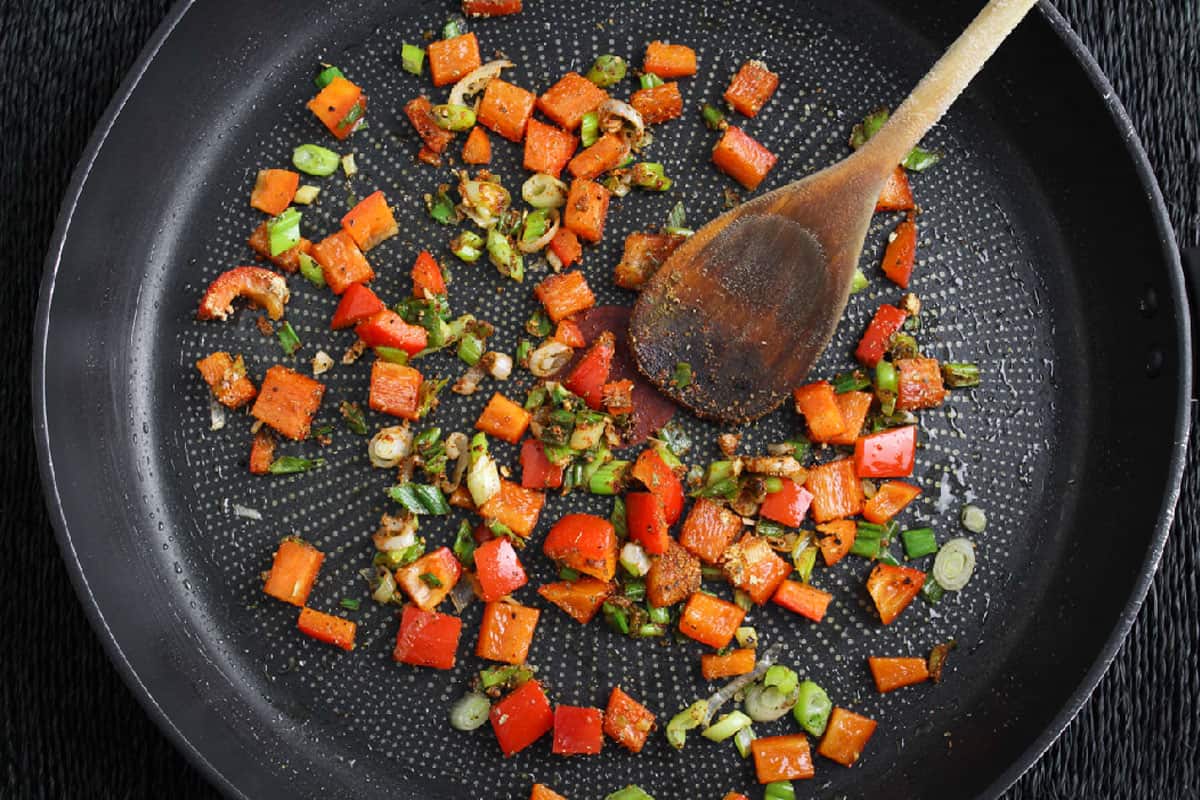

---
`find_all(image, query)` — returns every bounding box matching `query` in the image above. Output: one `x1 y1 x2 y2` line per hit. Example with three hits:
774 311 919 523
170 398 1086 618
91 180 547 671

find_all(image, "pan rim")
30 1 1190 799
__________
▶ **Work to be completed**: Nothing from before the line containing "774 311 919 523" should appear; copy that line and each one after it through the last line of the entries, exactly.

▶ **Output for this exercise**:
774 311 919 523
170 398 1086 618
91 180 547 671

find_all(image, "pan rim")
30 1 1190 799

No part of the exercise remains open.